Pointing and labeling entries
-.-.-
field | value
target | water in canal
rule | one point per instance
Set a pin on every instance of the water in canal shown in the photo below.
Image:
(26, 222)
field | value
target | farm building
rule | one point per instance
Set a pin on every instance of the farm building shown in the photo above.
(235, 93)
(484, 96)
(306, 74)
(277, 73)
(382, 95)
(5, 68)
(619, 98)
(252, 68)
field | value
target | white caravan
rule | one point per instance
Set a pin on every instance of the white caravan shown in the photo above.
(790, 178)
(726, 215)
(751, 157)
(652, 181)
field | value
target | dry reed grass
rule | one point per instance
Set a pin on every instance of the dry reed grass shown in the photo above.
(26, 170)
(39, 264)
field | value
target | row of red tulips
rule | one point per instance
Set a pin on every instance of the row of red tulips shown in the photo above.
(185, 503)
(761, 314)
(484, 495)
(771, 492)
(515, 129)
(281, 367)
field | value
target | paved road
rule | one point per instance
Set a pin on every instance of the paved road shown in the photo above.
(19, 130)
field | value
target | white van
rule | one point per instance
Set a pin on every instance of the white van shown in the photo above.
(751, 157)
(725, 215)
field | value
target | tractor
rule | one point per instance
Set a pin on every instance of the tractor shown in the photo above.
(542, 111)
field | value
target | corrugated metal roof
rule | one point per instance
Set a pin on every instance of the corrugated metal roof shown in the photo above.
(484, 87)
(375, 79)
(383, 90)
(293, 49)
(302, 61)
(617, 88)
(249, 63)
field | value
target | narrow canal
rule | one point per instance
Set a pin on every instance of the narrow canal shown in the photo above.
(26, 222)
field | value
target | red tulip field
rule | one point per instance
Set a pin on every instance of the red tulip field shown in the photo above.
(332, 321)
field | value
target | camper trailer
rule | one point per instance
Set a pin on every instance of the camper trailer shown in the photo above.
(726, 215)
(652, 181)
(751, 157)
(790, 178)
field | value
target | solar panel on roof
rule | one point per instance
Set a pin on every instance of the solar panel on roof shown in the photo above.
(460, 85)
-.-.-
## AIM
Write out the records shown above, exactly as they appear.

## FINISHED ANSWER
field | value
target | water in canal
rule | one point per instance
Set a pin on every instance of the water in canal shown in the photo below.
Image:
(26, 222)
field | value
target | farm building
rule | one point per instance
Set a pin on every instance of the farm building shown in the photo above.
(235, 93)
(484, 96)
(306, 74)
(277, 73)
(382, 95)
(5, 68)
(619, 98)
(252, 68)
field | value
target | white caravan
rule | one point per instance
Set a pin on every instance of the white caravan shown in the photo above.
(790, 178)
(726, 215)
(751, 157)
(652, 181)
field | value
target | dry reed grass
rule | one point per instance
Set a pin on every instance of the dry reed grass shown in the photo above.
(26, 170)
(39, 264)
field | value
target | row of red tulips
rule | one point per instance
Set a pin on every instance of the row of red tulips shown in the photo above.
(185, 503)
(761, 314)
(484, 495)
(771, 492)
(515, 129)
(281, 367)
field | value
target | paved road
rule | one point per instance
Set a pin on every instance of the paved road shown in the photo above.
(19, 130)
field | value
target | white van
rule | one point per instance
Set a pin on every instance of the white van shown in the photo above.
(751, 157)
(725, 215)
field | value
target | tractor
rule | one point per instance
Set a pin on every instance of the tractor shown in the photo above.
(542, 111)
field | value
target | corrugated metal roof
rule | one point per instance
Set a pin on every instance of the corrugated metal roof shown in the photo above.
(484, 87)
(375, 79)
(383, 90)
(293, 49)
(302, 61)
(617, 88)
(249, 63)
field | value
target | narrow canal
rule | one point per instance
Set a pin on every instance of the narrow canal shown in the photo above.
(26, 222)
field | value
target | red tulip field
rule | one point per instance
Set a pin on every instance of the red tulip field shown in the photo above.
(332, 321)
field | value
target | camper trailer
rule | one point per instance
Set a pin on every instance of the camper trailer shown in the photo above.
(726, 215)
(652, 181)
(751, 157)
(790, 178)
field | value
target | solar panel on roof
rule | one point per instance
Set a pin on every instance of the solar panel on roof shown in the photo above.
(460, 85)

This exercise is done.